> **WORK TO DO**
Reproduce the lines below, replacing every occurrence of "sports analytics" with "site survey" and leaving everything else untouched.

----

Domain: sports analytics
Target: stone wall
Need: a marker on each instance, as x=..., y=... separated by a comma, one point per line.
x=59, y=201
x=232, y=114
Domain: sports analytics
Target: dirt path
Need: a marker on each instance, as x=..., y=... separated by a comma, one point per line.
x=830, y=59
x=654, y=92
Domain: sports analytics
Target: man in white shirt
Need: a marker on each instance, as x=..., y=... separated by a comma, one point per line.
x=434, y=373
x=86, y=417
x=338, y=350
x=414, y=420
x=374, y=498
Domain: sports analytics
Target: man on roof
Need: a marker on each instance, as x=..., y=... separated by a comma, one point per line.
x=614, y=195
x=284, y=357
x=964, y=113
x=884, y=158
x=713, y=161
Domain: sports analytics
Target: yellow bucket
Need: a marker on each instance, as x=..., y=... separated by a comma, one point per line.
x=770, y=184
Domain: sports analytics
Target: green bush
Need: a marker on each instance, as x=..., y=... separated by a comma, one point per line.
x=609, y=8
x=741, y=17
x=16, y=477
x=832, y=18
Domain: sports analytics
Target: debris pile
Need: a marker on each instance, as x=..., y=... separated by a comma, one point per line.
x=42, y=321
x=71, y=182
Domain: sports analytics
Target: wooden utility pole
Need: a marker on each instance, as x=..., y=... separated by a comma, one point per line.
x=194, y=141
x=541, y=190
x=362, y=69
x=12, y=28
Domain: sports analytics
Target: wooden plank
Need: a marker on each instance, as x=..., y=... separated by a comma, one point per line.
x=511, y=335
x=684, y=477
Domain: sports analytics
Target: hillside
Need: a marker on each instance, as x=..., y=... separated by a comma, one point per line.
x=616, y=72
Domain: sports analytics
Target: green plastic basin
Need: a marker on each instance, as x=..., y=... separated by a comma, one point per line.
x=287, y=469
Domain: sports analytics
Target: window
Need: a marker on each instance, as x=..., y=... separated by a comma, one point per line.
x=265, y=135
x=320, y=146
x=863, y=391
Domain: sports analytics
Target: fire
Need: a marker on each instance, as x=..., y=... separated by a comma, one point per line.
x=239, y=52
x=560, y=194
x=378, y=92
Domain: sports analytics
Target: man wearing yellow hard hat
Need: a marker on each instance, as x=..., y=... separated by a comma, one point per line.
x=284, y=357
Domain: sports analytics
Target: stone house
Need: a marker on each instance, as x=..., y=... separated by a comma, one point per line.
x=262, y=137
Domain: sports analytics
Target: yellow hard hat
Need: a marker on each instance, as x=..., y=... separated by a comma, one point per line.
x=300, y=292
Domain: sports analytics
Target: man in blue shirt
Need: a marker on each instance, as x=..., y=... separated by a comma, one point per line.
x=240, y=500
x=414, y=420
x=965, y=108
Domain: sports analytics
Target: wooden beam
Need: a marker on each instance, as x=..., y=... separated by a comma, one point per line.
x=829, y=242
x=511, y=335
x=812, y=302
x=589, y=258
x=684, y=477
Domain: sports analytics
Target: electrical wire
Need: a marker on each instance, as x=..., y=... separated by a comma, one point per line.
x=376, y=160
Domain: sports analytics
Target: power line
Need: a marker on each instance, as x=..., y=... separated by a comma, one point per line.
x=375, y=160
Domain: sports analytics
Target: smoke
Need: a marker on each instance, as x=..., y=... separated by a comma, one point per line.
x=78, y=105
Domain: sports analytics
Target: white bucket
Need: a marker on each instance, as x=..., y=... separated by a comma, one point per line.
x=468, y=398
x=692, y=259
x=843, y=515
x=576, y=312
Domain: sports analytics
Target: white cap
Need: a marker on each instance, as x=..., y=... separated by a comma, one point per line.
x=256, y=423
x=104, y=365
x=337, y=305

----

> **REPLY TO THE TASK**
Domain: site survey
Target: stone wall
Need: a marker on each instance, as x=..., y=... separated by a comma, one point per line.
x=59, y=201
x=232, y=114
Domain: site survey
Target: dirt path
Need: a marker on each instance, as x=..., y=... separated by a comma, one point per line.
x=830, y=59
x=654, y=92
Domain: site survey
Target: man in white shirt
Need: a marker on each instance, as x=..., y=... separated by a comma, one point per line.
x=434, y=373
x=86, y=417
x=338, y=350
x=414, y=420
x=374, y=498
Domain: site survey
Target: man on roof
Need: a marker on each instance, as x=..., y=... separated by a comma, one point per line.
x=614, y=195
x=284, y=357
x=964, y=113
x=884, y=158
x=713, y=161
Domain: site survey
Target: yellow bucket
Need: a marker on each instance, as x=..., y=... separated by a comma, one point per line.
x=770, y=184
Domain: site survey
Target: green bush
Need: a marker on each instance, as x=..., y=... separated by a comma, one point per line.
x=609, y=8
x=741, y=17
x=16, y=477
x=832, y=18
Domain: site survey
Target: debris pile
Need: a marker on each instance, as x=..., y=... separated by a comma, one point per line.
x=42, y=321
x=71, y=182
Domain: site survey
Target: wooden utility pole
Need: a marker on each instance, as x=..., y=... separated by a comma, one point per line.
x=194, y=141
x=541, y=190
x=362, y=69
x=12, y=28
Domain: site survey
Target: wooden plank
Need: a marker on each instance, as x=..., y=... separated by a comma, one point per line.
x=511, y=335
x=684, y=477
Domain: site survey
Target: hillside
Need: a marker on each instance, as x=..., y=... separated by a comma, one point per line.
x=616, y=72
Domain: site survey
Target: green plastic basin
Need: a marker on each instance, as x=..., y=... separated by a comma, one point per line.
x=287, y=469
Domain: site survey
Target: window
Need: a marker on each instance, as x=..., y=... separated by a comma, one point per line.
x=265, y=135
x=320, y=146
x=863, y=391
Domain: site survey
Target: fire
Need: a marker on each instance, as x=..., y=... separated by a comma, one point per line.
x=239, y=52
x=560, y=194
x=378, y=92
Domain: site survey
Target: man wearing yellow hard hat
Need: a marker on each instance, as x=..., y=... separated by a comma, one point per line.
x=284, y=357
Domain: site survey
Target: stone house
Need: a marker on each instance, as x=..., y=... separated by a comma, one point per line.
x=262, y=137
Domain: site survey
Target: yellow hard hat
Need: a marker on each instance, as x=..., y=... separated by a comma, one point per line.
x=300, y=292
Domain: site survey
Target: man in blue shirt
Need: a marker on each instance, as x=..., y=... separated by a comma, one point per line.
x=240, y=500
x=414, y=420
x=965, y=108
Domain: site survey
Target: wooden beam
Need: a marker on each instance, as x=..., y=... separated by a comma, one point per line.
x=829, y=242
x=511, y=335
x=812, y=302
x=589, y=258
x=684, y=477
Domain: site survey
Target: electrical wire
Need: a marker on each instance, as x=..., y=... separated by a comma, one point per line.
x=376, y=160
Domain: site survey
Target: power line
Need: a marker on each instance, as x=..., y=... separated by a comma, one point per line.
x=375, y=160
Domain: site survey
Target: smoke
Need: a marker on each instance, as x=..., y=... separated by a comma, one point per line.
x=78, y=105
Domain: site survey
Target: white bucket
Need: a marker on each instance, as x=..., y=... separated by a comma, one point per line.
x=468, y=398
x=692, y=259
x=843, y=515
x=576, y=312
Domain: site survey
Target: white cap
Need: a marker on each instance, as x=..., y=... separated by a comma, one point per line.
x=256, y=423
x=104, y=365
x=337, y=305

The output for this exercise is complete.